- **What to produce**: Reproduce the "Buried in work" piece below word for word, with every line and mark left unchanged.

- **Source text**:
# # # # #

Buried in work

One of my entries on my prayer list is “Wisdom and knowledge, humility, joy.” Knowledge because I am a student and my calling is to learn how to think and analyze like a lawyer in preparation for my career. Wisdom because I want to grow in my understanding of this world and the people around me and the city I live in. Humility because in law school we are encouraged to exude confidence, self-assuredness, and knowledge, when really, we know so little (both in the sense that we know nothing about doing actual work in a law firm as well in the sense that to God the world’s wisdom is folly). The corporate world sees success in being brash, bold, unashamed, aggressive. And lastly, joy, because in the stresses and burdens of law school, I want to be a wellspring of joy, in both my failures and victories, when I am cruising along or when I am struggling. I was reading through Ecclesiastes one day and came across this verse. What an affirmation of my prayer request it was.

“For to the one who pleases him God has given wisdom and knowledge and joy.” – Ecclesiastes 2:26

By God’s grace and mercy through Jesus Christ, I make it my aim to please him day by day (2 Corinthians 5:9). It has been hard to find time to read the Word and pray. That is why Sundays are such a blessing. To be fed the Word and to be refreshed by the preaching of the gospel, as well as the Lord’s Supper. The local church here is not perfect; there are certain characteristics from New York corporate culture that show themselves in relationships and must be redeemed by the gospel. But I am glad that God has planted a church that has survived for as long as it has (10 years) in a city that is lacking in commitment and other-centeredness.

# # # # #

- **Stored records**:
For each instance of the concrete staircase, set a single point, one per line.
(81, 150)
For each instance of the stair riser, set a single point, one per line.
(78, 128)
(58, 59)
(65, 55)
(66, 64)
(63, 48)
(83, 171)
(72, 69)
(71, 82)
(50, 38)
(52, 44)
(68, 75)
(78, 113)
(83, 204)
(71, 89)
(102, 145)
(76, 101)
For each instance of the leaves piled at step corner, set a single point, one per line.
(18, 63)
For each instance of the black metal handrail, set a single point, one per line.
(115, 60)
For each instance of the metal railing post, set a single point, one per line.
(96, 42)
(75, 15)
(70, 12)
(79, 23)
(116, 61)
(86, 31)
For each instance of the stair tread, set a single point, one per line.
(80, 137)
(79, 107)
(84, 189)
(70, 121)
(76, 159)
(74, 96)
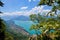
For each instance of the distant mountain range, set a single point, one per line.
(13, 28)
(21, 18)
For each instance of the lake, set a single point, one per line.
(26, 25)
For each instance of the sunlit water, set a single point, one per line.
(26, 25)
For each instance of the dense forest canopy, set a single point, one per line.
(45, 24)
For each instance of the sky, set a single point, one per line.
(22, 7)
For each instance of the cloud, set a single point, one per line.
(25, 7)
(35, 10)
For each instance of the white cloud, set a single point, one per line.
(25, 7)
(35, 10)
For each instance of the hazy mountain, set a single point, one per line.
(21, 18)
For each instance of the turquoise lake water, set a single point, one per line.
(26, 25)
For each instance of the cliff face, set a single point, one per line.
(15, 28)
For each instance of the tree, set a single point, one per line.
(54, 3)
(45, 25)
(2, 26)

# # # # #

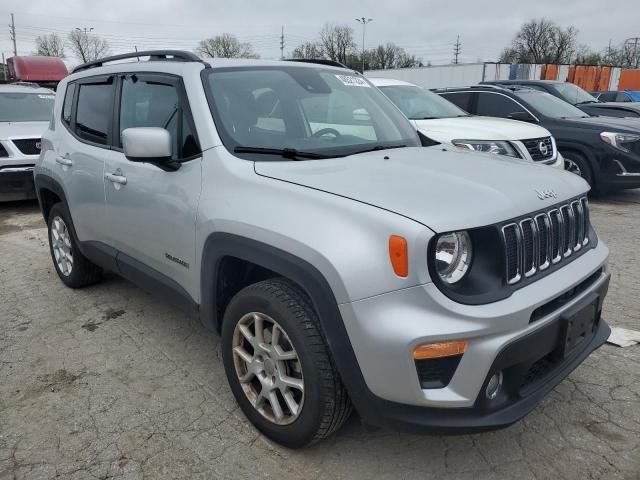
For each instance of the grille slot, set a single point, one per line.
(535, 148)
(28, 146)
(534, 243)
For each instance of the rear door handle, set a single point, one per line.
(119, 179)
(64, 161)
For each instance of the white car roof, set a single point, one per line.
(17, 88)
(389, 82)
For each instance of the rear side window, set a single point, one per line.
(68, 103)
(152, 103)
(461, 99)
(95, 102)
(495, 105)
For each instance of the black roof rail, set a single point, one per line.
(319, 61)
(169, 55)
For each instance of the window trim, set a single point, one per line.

# # # # #

- **Solution to this task**:
Buried in work

One of my entries on my prayer list is “Wisdom and knowledge, humility, joy.” Knowledge because I am a student and my calling is to learn how to think and analyze like a lawyer in preparation for my career. Wisdom because I want to grow in my understanding of this world and the people around me and the city I live in. Humility because in law school we are encouraged to exude confidence, self-assuredness, and knowledge, when really, we know so little (both in the sense that we know nothing about doing actual work in a law firm as well in the sense that to God the world’s wisdom is folly). The corporate world sees success in being brash, bold, unashamed, aggressive. And lastly, joy, because in the stresses and burdens of law school, I want to be a wellspring of joy, in both my failures and victories, when I am cruising along or when I am struggling. I was reading through Ecclesiastes one day and came across this verse. What an affirmation of my prayer request it was.

“For to the one who pleases him God has given wisdom and knowledge and joy.” – Ecclesiastes 2:26

By God’s grace and mercy through Jesus Christ, I make it my aim to please him day by day (2 Corinthians 5:9). It has been hard to find time to read the Word and pray. That is why Sundays are such a blessing. To be fed the Word and to be refreshed by the preaching of the gospel, as well as the Lord’s Supper. The local church here is not perfect; there are certain characteristics from New York corporate culture that show themselves in relationships and must be redeemed by the gospel. But I am glad that God has planted a church that has survived for as long as it has (10 years) in a city that is lacking in commitment and other-centeredness.